- [Extracted entries]:
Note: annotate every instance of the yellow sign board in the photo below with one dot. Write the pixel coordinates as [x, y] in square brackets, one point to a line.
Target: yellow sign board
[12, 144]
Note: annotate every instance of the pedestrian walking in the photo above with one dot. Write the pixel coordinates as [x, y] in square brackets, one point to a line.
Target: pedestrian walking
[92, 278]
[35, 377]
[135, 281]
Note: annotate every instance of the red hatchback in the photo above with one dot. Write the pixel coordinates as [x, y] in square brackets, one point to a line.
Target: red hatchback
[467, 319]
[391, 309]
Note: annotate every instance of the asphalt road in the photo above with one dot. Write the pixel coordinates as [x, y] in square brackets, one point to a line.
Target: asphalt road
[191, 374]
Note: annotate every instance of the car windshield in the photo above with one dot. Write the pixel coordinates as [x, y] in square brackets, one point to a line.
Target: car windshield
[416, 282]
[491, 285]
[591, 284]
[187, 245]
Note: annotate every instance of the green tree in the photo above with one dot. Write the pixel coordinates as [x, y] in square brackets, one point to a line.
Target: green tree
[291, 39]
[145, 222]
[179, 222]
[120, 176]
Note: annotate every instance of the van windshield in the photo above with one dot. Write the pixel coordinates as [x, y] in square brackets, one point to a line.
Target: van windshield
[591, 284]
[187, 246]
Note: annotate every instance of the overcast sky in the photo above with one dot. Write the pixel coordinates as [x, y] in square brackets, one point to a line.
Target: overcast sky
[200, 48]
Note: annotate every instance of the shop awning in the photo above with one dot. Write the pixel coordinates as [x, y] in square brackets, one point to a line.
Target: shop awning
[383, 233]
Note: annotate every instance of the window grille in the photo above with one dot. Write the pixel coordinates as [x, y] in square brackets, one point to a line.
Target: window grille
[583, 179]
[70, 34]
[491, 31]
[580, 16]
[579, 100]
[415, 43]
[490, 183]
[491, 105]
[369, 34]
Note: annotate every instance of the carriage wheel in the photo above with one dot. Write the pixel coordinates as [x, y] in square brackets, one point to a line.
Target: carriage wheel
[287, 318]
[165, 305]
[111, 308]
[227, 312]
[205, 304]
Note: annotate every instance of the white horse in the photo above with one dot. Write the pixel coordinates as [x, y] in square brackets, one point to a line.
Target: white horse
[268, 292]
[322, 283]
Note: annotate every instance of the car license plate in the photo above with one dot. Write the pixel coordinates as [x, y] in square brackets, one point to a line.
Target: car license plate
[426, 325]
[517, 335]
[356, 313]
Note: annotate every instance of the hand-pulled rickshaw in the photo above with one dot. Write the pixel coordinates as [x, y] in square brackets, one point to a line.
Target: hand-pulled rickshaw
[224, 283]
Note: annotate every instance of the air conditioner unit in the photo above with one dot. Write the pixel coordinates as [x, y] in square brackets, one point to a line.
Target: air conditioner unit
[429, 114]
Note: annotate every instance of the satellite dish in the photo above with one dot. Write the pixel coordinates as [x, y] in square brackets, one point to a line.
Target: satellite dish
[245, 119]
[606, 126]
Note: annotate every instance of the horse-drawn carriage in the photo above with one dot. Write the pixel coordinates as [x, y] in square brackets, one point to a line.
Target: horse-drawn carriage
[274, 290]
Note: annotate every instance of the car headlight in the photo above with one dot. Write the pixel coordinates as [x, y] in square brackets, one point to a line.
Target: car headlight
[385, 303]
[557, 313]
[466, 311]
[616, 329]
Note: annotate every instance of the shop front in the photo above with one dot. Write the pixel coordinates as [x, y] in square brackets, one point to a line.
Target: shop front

- [Exercise instructions]:
Go through the records above and copy every line holding the word "front".

- [Final answer]:
Note: annotate every instance of the shop front in the photo above with one dot. Write the pixel coordinates as [x, y] in square brackets, one point to a line.
Target: shop front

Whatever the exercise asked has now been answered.